» Pointing data excerpts:
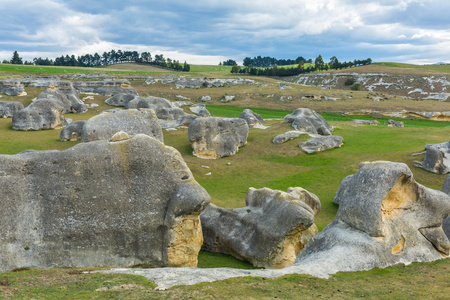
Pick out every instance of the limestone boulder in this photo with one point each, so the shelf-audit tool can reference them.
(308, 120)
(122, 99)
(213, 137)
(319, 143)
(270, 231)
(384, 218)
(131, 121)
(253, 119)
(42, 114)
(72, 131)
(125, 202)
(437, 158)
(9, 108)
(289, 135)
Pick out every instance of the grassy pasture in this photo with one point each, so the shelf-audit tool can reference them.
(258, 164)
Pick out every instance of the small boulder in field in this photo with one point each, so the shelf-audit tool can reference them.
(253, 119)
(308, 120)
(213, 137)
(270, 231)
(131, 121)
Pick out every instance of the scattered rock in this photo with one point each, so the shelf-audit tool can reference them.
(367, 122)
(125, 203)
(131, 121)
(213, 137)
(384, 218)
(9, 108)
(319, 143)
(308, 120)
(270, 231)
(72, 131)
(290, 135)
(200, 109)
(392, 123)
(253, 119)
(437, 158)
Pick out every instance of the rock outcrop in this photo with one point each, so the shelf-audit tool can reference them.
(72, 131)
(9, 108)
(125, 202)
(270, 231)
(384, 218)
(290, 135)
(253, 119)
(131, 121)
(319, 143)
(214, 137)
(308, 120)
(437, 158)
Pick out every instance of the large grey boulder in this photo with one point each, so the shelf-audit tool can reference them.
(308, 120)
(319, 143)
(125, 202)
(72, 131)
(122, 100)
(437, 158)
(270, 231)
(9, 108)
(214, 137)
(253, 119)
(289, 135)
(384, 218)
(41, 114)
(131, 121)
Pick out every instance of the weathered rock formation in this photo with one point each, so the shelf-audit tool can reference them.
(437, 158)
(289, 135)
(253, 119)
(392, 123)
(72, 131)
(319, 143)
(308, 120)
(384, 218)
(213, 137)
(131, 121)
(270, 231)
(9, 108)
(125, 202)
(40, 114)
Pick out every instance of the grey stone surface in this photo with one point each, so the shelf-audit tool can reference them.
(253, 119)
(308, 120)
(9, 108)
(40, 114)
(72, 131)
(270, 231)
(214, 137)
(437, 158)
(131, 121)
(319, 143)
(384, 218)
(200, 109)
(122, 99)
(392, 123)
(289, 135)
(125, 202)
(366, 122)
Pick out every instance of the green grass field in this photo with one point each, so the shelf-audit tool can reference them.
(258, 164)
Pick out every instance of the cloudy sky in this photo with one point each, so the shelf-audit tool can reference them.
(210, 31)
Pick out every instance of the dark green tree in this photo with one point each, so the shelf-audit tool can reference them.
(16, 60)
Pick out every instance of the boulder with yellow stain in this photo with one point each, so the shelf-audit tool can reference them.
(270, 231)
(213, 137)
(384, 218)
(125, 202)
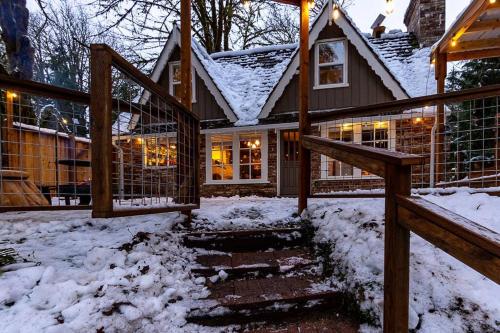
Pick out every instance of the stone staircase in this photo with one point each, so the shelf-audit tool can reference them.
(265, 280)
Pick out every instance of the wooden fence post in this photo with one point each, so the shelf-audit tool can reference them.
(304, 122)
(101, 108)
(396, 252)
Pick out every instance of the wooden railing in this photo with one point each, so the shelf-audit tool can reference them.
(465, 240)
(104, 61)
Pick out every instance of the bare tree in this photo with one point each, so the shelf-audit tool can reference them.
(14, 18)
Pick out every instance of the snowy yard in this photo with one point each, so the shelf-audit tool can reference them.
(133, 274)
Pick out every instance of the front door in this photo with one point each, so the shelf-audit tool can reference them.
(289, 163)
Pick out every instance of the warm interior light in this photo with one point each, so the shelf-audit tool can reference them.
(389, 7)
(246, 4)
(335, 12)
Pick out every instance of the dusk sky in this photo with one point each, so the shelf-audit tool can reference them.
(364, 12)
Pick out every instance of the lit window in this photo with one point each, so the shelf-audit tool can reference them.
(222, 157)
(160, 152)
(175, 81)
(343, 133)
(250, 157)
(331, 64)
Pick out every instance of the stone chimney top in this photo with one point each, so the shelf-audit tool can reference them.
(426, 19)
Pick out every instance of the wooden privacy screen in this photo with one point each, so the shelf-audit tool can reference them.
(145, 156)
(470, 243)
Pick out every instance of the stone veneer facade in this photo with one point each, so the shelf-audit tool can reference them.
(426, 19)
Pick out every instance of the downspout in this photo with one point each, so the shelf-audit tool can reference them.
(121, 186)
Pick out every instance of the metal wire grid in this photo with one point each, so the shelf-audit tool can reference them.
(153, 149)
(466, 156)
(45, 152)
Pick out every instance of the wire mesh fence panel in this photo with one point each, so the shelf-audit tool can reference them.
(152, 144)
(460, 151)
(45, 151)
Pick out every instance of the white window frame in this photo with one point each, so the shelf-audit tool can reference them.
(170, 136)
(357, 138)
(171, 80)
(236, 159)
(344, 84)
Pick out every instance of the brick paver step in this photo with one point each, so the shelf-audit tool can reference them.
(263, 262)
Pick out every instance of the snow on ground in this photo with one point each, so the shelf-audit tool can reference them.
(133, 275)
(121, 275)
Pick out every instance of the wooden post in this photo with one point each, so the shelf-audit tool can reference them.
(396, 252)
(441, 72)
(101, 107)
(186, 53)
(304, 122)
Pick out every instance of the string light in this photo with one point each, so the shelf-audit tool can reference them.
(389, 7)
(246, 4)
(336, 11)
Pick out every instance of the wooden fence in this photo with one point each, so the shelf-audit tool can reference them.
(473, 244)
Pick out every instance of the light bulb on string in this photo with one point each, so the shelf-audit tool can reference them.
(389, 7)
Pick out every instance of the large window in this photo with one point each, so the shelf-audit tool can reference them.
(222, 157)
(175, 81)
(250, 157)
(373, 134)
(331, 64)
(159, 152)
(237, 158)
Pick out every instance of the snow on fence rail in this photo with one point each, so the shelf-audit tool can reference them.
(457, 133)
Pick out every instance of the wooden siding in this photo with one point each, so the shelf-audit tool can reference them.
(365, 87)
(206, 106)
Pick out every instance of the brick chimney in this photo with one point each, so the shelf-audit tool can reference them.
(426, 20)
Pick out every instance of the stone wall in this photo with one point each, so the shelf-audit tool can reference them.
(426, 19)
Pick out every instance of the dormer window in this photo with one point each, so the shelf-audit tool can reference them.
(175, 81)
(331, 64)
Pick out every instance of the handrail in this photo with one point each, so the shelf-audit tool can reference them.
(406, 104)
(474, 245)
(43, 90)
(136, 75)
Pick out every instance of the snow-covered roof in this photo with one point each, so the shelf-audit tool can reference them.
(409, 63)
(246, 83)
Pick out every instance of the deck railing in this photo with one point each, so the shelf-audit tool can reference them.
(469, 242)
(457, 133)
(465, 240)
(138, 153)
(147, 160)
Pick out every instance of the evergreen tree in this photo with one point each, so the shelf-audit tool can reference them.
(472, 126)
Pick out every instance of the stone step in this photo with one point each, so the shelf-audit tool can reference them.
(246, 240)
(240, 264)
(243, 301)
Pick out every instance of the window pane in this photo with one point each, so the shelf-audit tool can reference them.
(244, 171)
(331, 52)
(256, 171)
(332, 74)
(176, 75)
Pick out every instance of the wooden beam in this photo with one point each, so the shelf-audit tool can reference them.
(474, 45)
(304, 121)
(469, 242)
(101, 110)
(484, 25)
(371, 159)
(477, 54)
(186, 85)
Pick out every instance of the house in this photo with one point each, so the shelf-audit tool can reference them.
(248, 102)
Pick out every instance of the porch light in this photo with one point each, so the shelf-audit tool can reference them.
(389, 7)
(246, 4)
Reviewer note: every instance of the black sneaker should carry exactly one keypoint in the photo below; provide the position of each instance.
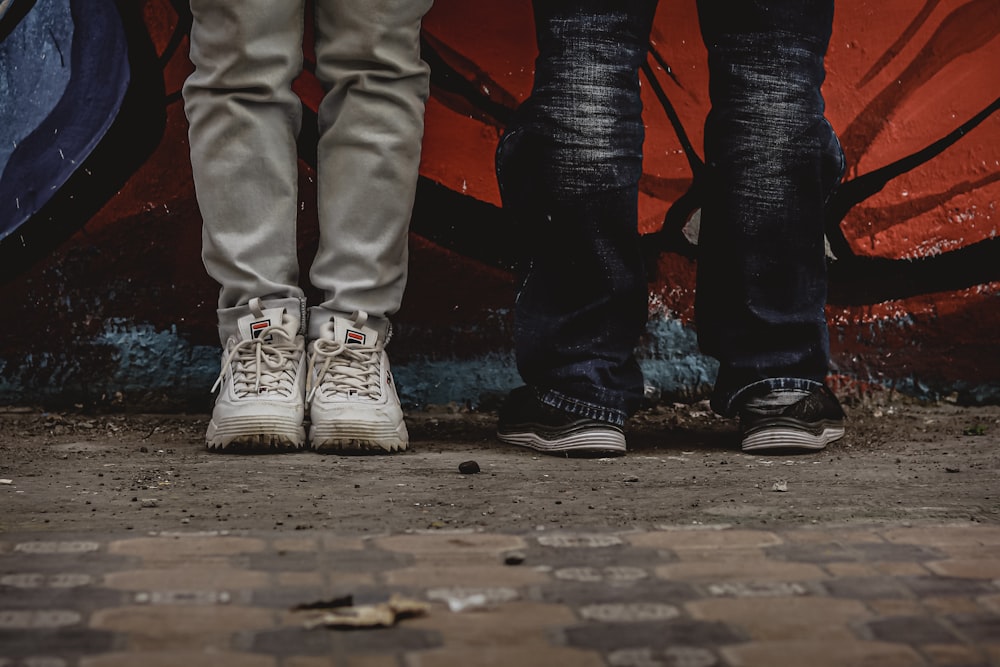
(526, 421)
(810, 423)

--

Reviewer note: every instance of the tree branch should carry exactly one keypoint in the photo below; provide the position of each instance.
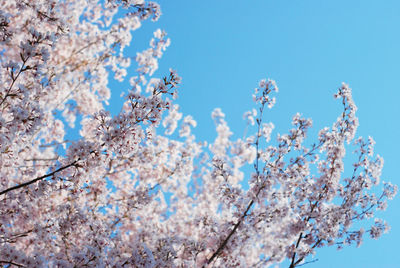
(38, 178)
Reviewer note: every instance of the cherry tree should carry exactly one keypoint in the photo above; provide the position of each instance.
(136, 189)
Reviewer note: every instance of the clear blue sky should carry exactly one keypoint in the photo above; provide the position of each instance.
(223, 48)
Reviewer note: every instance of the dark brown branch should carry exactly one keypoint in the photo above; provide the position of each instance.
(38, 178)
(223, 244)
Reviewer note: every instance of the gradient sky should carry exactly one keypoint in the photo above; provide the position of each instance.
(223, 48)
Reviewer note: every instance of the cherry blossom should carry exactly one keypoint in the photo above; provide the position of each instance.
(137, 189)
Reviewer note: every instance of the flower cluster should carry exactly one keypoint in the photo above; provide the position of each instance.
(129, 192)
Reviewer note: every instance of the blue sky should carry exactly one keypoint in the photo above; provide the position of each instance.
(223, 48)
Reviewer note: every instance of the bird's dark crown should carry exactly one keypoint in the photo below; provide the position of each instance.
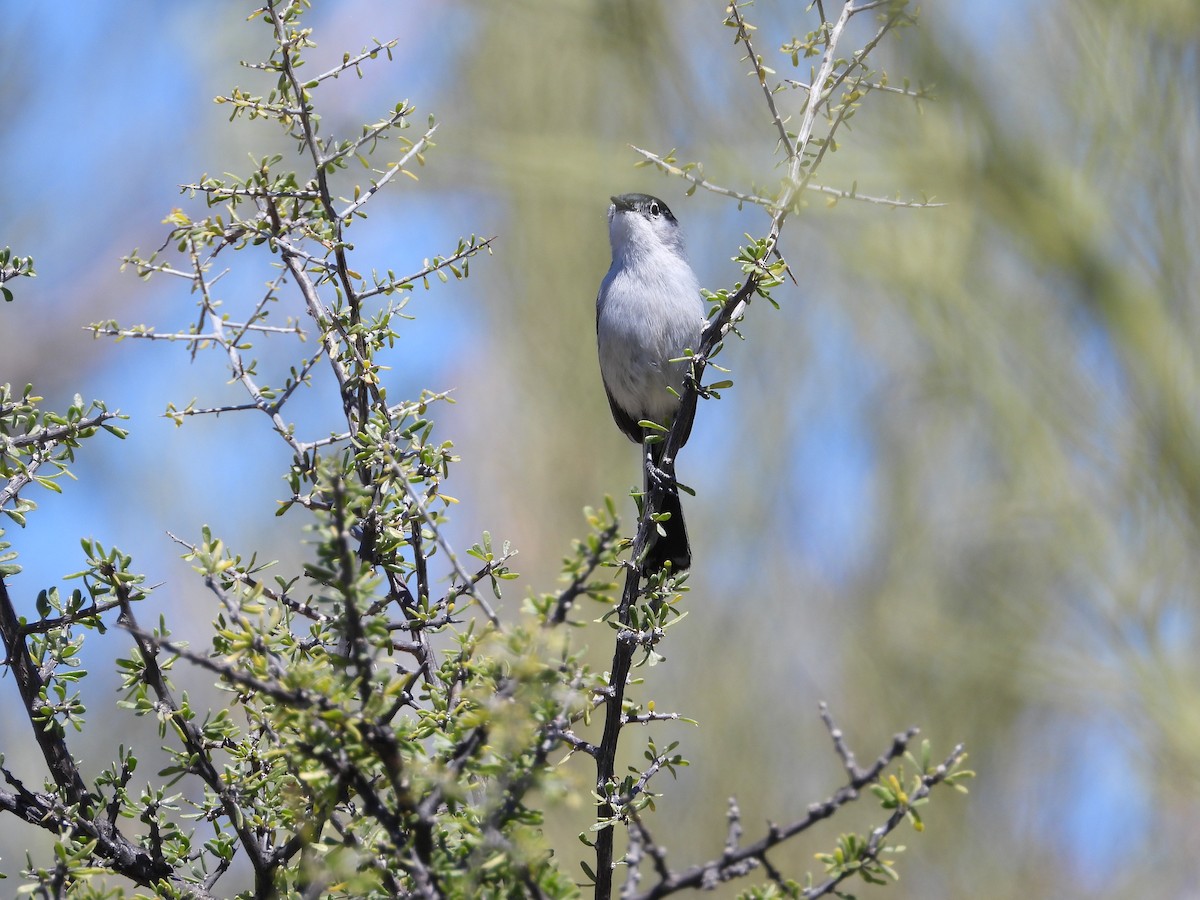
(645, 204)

» YOUR GOAL: Pull out every line in the entries above that contains the word "wire".

» ANSWER TO THIS PROBLEM:
Pick out every instance of the metal wire grid in this photo with one point each, so the shelf-audit tool can reference them.
Pick out every instance of the wire mesh fence panel in this photo with one point each, so the shelf-audit tool can reference them.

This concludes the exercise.